> **TASK REQUIREMENTS**
Lay out the stretch of the entries below from the line containing "Task: locate every instance of the hazy" through the line containing "<point>11,8</point>", both ends included, as a numbered list with any blank lines left out.

> **RECORD SET**

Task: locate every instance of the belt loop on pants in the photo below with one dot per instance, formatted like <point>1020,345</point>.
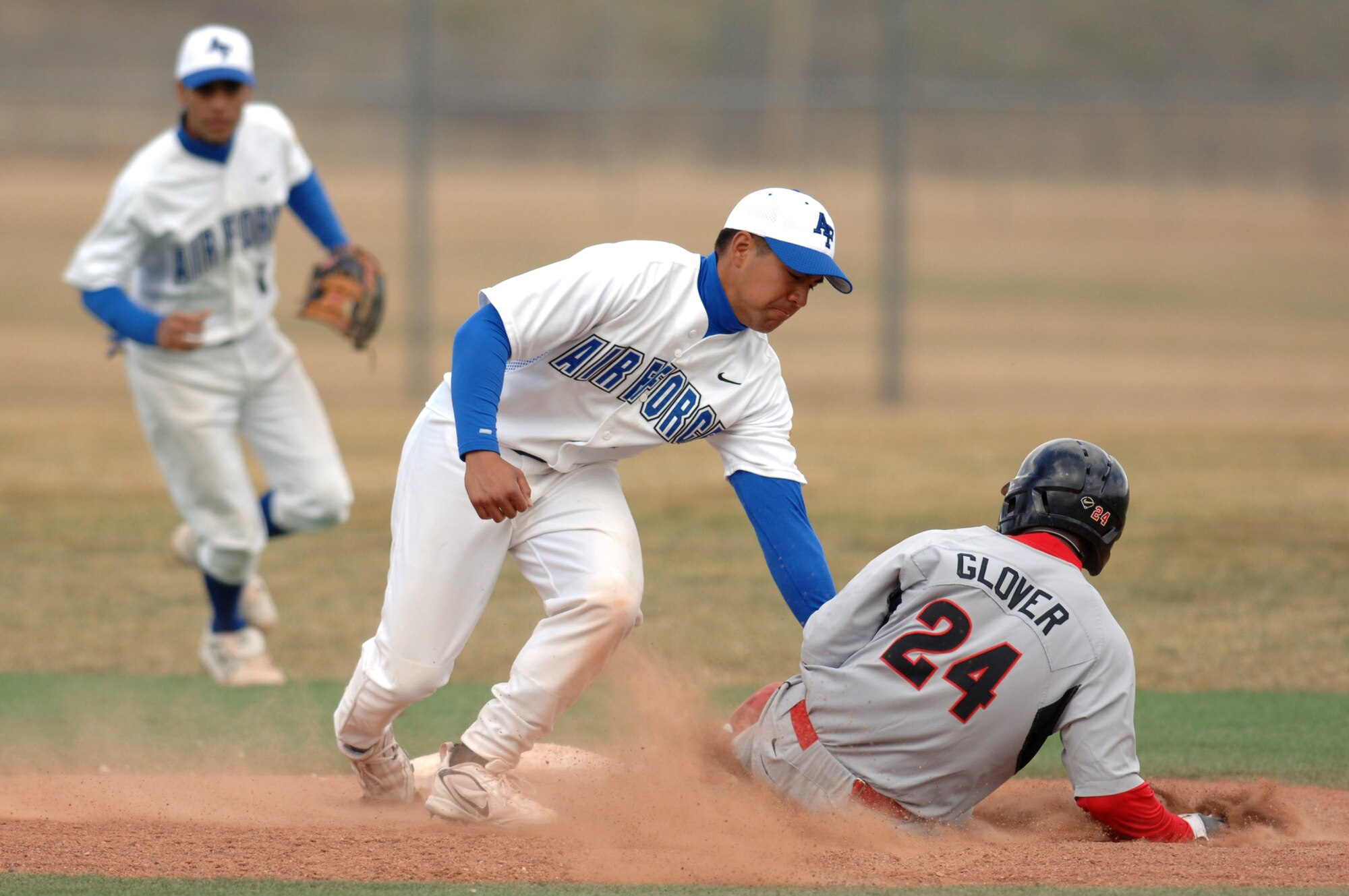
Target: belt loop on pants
<point>863,792</point>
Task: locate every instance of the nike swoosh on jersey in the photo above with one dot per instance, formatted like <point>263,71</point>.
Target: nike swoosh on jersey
<point>471,806</point>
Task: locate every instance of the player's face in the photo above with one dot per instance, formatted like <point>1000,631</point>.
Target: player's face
<point>763,291</point>
<point>212,111</point>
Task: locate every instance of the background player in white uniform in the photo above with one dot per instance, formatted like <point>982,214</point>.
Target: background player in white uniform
<point>562,373</point>
<point>941,669</point>
<point>181,266</point>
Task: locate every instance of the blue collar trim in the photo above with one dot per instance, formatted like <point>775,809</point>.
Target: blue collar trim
<point>721,319</point>
<point>210,152</point>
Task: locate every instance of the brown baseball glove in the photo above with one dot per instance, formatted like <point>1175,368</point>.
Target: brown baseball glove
<point>347,292</point>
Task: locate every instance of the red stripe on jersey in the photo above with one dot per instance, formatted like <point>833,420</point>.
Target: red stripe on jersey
<point>1138,814</point>
<point>806,734</point>
<point>1053,545</point>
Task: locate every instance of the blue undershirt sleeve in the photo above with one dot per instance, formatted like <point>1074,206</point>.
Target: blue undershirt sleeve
<point>478,371</point>
<point>310,202</point>
<point>115,308</point>
<point>794,552</point>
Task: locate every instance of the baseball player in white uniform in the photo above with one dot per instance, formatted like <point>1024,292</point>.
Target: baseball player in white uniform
<point>941,669</point>
<point>181,268</point>
<point>561,374</point>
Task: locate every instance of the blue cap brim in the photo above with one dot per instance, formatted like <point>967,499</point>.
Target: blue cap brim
<point>207,76</point>
<point>809,261</point>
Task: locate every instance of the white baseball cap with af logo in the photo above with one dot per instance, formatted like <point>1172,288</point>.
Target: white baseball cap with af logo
<point>215,53</point>
<point>798,230</point>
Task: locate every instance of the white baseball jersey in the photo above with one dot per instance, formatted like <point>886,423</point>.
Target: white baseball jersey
<point>949,660</point>
<point>185,234</point>
<point>609,359</point>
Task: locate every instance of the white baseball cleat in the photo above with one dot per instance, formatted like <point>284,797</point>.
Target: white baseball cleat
<point>239,659</point>
<point>385,771</point>
<point>256,603</point>
<point>469,792</point>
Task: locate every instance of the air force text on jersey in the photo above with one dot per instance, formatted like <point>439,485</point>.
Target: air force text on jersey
<point>1014,589</point>
<point>248,229</point>
<point>672,402</point>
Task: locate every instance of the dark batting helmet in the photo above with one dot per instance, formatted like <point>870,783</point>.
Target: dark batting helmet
<point>1072,486</point>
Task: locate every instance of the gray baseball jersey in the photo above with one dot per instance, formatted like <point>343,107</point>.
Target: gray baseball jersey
<point>948,661</point>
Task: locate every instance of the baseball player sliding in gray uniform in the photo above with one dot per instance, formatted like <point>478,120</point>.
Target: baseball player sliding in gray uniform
<point>562,373</point>
<point>181,266</point>
<point>941,669</point>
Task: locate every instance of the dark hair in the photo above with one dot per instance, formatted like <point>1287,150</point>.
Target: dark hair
<point>725,238</point>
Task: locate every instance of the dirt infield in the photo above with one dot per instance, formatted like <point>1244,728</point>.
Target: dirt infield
<point>633,826</point>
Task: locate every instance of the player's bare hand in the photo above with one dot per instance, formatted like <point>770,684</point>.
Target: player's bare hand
<point>497,487</point>
<point>181,332</point>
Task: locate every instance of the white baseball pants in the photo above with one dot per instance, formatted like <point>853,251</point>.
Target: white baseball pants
<point>578,545</point>
<point>194,408</point>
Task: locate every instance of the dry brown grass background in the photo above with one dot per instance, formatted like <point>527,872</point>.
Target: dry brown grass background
<point>1200,335</point>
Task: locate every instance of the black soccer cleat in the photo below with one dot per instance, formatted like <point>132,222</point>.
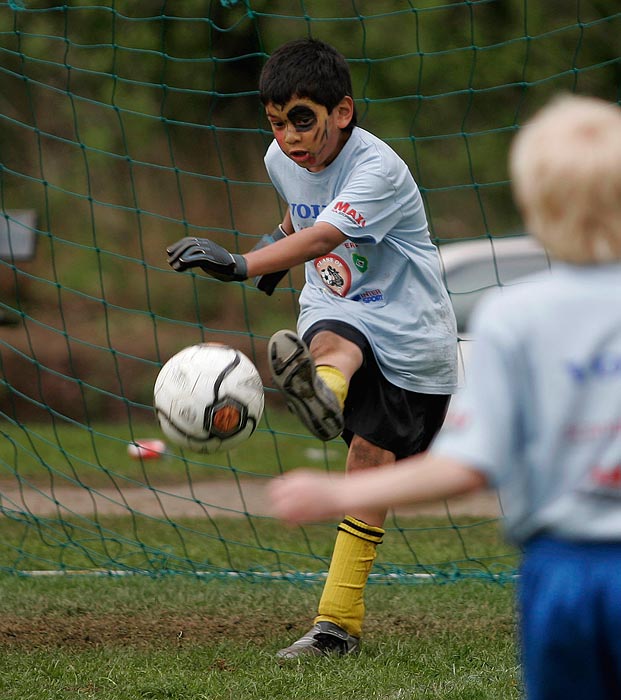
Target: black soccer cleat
<point>323,639</point>
<point>307,395</point>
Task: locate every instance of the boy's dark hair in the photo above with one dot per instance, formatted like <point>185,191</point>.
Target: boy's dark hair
<point>306,68</point>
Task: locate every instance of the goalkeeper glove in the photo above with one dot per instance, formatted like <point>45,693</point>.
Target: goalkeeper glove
<point>267,283</point>
<point>209,256</point>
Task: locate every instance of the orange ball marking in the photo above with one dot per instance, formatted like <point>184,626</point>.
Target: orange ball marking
<point>226,419</point>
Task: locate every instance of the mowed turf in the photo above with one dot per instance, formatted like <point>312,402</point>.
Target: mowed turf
<point>182,638</point>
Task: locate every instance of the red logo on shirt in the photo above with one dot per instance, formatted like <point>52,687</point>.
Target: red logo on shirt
<point>346,209</point>
<point>334,273</point>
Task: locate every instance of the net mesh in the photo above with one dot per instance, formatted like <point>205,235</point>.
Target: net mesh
<point>125,126</point>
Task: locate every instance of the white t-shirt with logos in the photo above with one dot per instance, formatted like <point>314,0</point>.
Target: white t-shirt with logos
<point>385,279</point>
<point>540,413</point>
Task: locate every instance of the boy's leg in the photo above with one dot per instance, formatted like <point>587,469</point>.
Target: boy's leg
<point>394,423</point>
<point>341,610</point>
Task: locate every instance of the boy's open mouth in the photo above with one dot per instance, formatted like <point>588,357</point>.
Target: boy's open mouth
<point>299,156</point>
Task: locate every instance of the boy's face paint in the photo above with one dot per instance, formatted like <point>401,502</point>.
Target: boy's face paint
<point>306,133</point>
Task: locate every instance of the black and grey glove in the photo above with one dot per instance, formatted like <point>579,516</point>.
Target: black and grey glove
<point>209,256</point>
<point>267,283</point>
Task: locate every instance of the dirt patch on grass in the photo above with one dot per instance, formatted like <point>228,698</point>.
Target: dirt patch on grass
<point>85,630</point>
<point>167,630</point>
<point>213,498</point>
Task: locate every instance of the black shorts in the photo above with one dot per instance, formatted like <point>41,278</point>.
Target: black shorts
<point>403,422</point>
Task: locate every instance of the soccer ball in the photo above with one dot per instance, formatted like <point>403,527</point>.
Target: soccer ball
<point>208,398</point>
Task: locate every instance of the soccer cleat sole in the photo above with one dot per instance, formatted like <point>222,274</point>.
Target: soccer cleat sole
<point>294,374</point>
<point>323,639</point>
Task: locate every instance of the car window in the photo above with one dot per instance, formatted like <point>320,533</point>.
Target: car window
<point>472,268</point>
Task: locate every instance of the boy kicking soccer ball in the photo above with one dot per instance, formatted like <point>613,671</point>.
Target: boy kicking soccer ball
<point>540,416</point>
<point>375,355</point>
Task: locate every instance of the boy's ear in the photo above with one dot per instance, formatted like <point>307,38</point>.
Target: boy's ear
<point>344,112</point>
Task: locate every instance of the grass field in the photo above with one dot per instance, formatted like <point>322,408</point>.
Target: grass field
<point>174,636</point>
<point>179,638</point>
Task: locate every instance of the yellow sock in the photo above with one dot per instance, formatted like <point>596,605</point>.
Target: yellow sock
<point>342,601</point>
<point>335,380</point>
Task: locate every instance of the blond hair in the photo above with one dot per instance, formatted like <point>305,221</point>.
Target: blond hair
<point>566,170</point>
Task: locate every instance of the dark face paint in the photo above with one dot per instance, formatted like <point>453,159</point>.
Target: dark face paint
<point>303,118</point>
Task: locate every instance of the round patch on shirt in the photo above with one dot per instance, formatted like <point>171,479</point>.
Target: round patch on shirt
<point>334,273</point>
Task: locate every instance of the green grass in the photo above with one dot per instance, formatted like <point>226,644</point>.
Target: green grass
<point>179,638</point>
<point>241,544</point>
<point>96,454</point>
<point>172,636</point>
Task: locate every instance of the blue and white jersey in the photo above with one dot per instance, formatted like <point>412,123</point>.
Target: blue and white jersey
<point>385,279</point>
<point>540,414</point>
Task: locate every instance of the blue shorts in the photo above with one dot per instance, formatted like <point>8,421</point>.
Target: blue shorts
<point>569,598</point>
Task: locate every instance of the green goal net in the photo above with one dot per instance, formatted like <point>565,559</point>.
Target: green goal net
<point>127,125</point>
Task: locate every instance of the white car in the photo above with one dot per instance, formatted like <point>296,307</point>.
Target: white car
<point>472,267</point>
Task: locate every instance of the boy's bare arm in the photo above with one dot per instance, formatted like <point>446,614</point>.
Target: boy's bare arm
<point>307,244</point>
<point>309,495</point>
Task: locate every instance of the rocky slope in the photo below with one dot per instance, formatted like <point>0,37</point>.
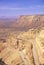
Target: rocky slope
<point>23,22</point>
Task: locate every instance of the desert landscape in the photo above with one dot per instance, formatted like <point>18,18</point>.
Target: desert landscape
<point>22,40</point>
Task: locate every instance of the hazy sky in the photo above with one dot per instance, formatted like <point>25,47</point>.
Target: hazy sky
<point>13,8</point>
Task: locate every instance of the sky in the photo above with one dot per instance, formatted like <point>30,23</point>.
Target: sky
<point>11,8</point>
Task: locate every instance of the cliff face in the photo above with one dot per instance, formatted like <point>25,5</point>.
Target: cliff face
<point>27,22</point>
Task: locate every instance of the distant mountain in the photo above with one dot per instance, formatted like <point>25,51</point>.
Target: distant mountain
<point>23,22</point>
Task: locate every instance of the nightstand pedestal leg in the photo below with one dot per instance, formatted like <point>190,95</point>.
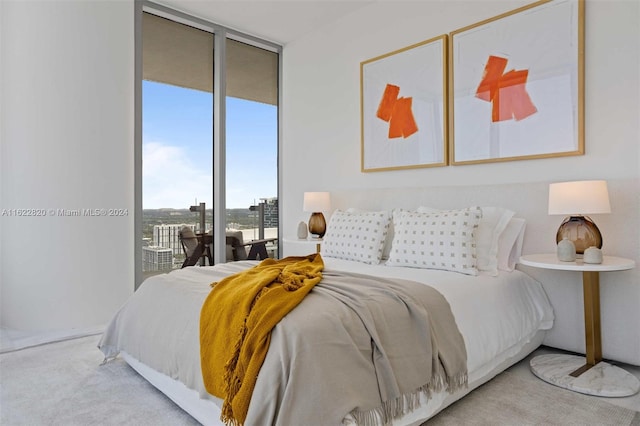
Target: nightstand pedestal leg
<point>591,289</point>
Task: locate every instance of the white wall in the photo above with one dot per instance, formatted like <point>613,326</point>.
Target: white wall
<point>67,143</point>
<point>321,137</point>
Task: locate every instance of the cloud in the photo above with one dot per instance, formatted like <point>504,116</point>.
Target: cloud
<point>171,179</point>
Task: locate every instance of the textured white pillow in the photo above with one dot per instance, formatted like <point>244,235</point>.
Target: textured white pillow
<point>493,222</point>
<point>357,236</point>
<point>437,240</point>
<point>510,244</point>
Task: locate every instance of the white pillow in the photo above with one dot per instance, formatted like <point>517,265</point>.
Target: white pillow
<point>438,240</point>
<point>494,221</point>
<point>357,236</point>
<point>510,244</point>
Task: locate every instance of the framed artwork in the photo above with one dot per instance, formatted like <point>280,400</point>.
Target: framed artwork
<point>517,85</point>
<point>403,108</point>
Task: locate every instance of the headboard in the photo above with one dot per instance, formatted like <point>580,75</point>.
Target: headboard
<point>619,291</point>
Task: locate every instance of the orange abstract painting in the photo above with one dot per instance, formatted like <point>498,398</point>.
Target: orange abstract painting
<point>506,91</point>
<point>397,112</point>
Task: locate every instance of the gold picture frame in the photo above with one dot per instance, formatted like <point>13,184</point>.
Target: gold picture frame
<point>516,85</point>
<point>403,108</point>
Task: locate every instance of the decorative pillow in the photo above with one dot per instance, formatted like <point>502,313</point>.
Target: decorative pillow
<point>510,244</point>
<point>358,236</point>
<point>437,240</point>
<point>493,222</point>
<point>386,248</point>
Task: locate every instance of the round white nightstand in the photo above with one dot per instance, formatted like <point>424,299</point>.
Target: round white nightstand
<point>589,374</point>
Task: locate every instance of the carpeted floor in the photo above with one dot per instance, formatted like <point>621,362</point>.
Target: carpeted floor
<point>64,384</point>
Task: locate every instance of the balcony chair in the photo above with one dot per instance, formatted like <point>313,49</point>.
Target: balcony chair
<point>194,248</point>
<point>237,248</point>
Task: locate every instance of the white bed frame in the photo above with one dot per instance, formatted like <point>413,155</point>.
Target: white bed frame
<point>207,412</point>
<point>619,291</point>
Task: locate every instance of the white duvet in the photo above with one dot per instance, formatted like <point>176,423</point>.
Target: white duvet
<point>159,325</point>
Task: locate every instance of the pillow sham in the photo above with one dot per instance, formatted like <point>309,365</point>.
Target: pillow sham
<point>493,222</point>
<point>438,240</point>
<point>510,244</point>
<point>356,235</point>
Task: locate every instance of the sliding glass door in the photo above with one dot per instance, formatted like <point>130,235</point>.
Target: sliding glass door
<point>177,138</point>
<point>252,143</point>
<point>191,166</point>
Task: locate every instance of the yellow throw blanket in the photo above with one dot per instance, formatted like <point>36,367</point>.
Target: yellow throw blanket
<point>236,322</point>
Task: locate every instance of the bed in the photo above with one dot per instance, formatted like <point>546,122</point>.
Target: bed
<point>501,313</point>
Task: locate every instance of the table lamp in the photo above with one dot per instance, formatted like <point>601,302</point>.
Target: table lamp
<point>576,199</point>
<point>316,202</point>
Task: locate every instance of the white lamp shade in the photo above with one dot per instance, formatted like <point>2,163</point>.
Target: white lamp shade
<point>316,202</point>
<point>579,198</point>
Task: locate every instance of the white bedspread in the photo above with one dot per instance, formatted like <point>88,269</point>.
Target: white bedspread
<point>159,325</point>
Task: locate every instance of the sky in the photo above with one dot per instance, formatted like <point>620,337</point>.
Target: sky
<point>177,148</point>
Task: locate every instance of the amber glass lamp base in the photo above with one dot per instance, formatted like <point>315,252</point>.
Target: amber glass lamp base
<point>317,225</point>
<point>582,231</point>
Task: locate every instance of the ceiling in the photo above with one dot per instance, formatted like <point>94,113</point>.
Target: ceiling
<point>276,21</point>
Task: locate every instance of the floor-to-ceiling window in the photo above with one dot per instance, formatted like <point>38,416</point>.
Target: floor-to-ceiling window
<point>184,147</point>
<point>252,142</point>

> **REPLY TO THE EXERCISE**
1. Task: locate every instance of the hazy sky in the photo above with one dot per instance, formatted like <point>25,47</point>.
2. Target: hazy sky
3. <point>13,8</point>
4. Task: locate every instance of the sky in the photo above with one dot per instance, formatted like <point>30,23</point>.
5. Target: sky
6. <point>11,8</point>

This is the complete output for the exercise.